*Task description*
Locate and copy each line in the dataset rows below that contains the word "water", with case counting.

(Dataset rows)
-----

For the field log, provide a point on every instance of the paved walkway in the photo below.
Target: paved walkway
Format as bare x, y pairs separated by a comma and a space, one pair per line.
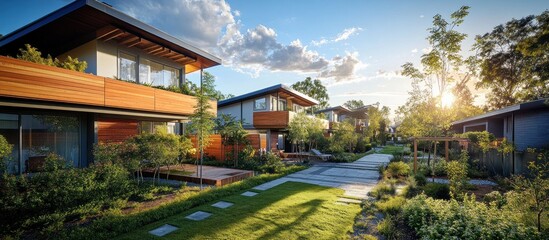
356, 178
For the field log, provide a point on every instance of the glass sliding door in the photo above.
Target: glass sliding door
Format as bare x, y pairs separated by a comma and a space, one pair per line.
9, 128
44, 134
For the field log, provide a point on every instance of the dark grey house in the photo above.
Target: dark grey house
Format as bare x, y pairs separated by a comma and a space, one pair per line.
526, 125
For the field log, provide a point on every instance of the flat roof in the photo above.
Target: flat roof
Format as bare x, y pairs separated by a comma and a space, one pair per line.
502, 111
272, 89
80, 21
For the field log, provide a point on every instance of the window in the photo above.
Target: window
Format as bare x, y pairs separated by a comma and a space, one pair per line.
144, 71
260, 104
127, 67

-----

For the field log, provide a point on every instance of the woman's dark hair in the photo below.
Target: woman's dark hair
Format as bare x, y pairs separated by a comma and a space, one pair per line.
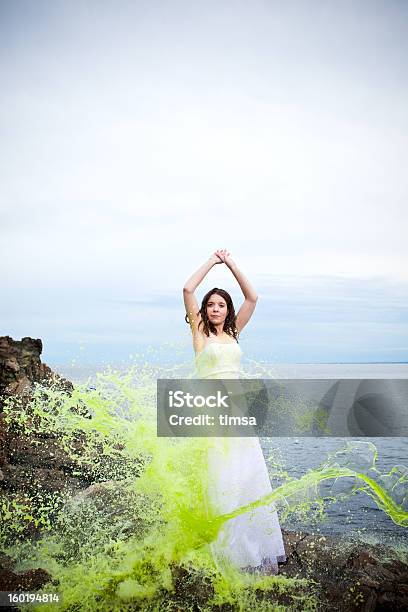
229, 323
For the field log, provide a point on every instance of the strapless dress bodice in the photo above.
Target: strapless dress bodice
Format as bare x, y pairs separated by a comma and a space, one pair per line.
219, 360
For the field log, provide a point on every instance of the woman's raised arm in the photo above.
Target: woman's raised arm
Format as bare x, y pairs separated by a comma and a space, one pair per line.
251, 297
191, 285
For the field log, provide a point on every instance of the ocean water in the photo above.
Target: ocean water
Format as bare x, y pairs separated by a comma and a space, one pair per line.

-----

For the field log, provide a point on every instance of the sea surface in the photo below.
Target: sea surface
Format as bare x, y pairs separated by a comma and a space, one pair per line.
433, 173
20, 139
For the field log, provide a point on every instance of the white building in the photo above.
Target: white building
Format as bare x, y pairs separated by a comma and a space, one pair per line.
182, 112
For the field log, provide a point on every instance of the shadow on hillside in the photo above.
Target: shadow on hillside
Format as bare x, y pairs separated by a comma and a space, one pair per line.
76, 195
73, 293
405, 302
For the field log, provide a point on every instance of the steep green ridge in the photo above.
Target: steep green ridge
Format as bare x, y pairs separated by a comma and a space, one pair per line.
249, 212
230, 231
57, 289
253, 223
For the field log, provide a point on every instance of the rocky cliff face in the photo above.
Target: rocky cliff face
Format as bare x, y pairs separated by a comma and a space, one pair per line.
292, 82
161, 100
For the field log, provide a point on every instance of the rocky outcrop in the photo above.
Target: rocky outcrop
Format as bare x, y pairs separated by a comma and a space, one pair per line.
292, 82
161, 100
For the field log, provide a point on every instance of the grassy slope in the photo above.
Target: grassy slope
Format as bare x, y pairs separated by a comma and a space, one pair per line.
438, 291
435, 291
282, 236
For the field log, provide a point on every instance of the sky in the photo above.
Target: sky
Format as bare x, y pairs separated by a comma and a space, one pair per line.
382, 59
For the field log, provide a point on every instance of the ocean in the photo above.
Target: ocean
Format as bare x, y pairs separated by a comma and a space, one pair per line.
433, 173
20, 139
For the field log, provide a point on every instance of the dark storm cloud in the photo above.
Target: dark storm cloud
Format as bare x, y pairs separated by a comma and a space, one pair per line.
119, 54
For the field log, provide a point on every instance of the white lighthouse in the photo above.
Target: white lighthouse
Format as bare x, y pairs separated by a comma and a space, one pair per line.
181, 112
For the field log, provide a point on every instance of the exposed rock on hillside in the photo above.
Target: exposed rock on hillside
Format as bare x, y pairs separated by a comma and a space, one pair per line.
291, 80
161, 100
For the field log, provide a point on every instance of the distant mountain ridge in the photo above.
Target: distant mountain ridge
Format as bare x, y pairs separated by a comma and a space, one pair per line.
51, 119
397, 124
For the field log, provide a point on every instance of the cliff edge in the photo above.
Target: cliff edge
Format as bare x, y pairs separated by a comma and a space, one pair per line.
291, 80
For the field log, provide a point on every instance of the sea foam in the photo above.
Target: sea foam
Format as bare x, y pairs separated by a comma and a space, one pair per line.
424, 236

-----

*Correct output*
For the field log, provide a point on every instance of the ocean water in the photo above.
Target: ocean water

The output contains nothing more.